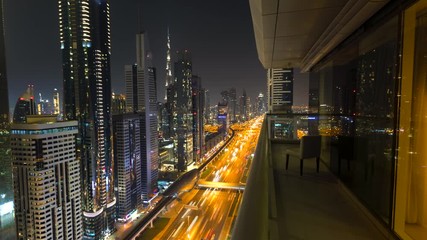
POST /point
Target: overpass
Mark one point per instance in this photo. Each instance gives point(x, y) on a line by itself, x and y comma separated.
point(221, 185)
point(183, 184)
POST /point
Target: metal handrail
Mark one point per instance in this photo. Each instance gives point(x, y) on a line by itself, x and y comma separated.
point(253, 217)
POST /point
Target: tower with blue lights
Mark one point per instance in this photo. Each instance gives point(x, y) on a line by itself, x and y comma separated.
point(86, 49)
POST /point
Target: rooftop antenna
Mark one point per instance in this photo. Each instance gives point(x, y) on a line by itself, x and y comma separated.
point(139, 10)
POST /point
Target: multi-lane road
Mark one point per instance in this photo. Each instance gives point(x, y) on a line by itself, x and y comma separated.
point(209, 213)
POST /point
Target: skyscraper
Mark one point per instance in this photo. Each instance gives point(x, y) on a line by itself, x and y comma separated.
point(4, 96)
point(141, 98)
point(127, 162)
point(118, 104)
point(182, 117)
point(197, 99)
point(168, 79)
point(56, 102)
point(25, 105)
point(280, 89)
point(6, 189)
point(46, 175)
point(86, 49)
point(44, 107)
point(244, 108)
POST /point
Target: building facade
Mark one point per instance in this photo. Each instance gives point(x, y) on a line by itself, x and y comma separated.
point(182, 117)
point(46, 176)
point(198, 102)
point(141, 98)
point(6, 188)
point(25, 105)
point(280, 89)
point(127, 162)
point(86, 49)
point(367, 88)
point(118, 104)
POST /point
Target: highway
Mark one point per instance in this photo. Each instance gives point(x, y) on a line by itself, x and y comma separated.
point(209, 213)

> [Exercise goal]:
Take the entries shown above and quote them verbatim, passing over the pictures.

> [Answer]:
POST /point
Target: overpass
Mark one point per instance in this photo. Each instance gives point(x, y) on a line by itself, x and y comma separated.
point(221, 185)
point(183, 184)
POST /point
Target: metal handrail
Mark one point per instance in this photo. Each instance gives point(x, y) on a line by itself, x and y comma separated.
point(253, 217)
POST /point
Target: tower with blue lights
Mark one point per instance in this photo. Each instance gives point(x, y) on a line by itself, x and y comma separated.
point(86, 49)
POST /point
Target: rooftop antenna
Mark one point per instance in this photo. Each instance gives point(x, y) on a line by itself, x and y comma separated.
point(139, 10)
POST /point
Target: multi-lane road
Mark one point per instance in this photo. Each instance gives point(x, y) on a line by itself, x and y comma separated.
point(209, 213)
POST /point
Target: skyscraper
Mark one point per instance in this photo. Each instance gives point(x, y) on a line by itself, x and y comma separated.
point(4, 96)
point(141, 98)
point(127, 162)
point(118, 104)
point(182, 117)
point(197, 99)
point(168, 79)
point(56, 102)
point(25, 105)
point(280, 89)
point(6, 189)
point(46, 175)
point(86, 49)
point(44, 107)
point(244, 108)
POST /point
Target: building facade
Mark one point per instance in this photo. Each instance gives point(x, y) on a line by itself, x and y comma separated.
point(182, 117)
point(46, 176)
point(198, 102)
point(141, 98)
point(6, 188)
point(25, 105)
point(280, 89)
point(127, 162)
point(86, 49)
point(367, 88)
point(118, 104)
POST /point
Target: highway
Mark one point per instance in this photo. Each instance gives point(x, y) on a line by itself, x and y comma separated.
point(209, 213)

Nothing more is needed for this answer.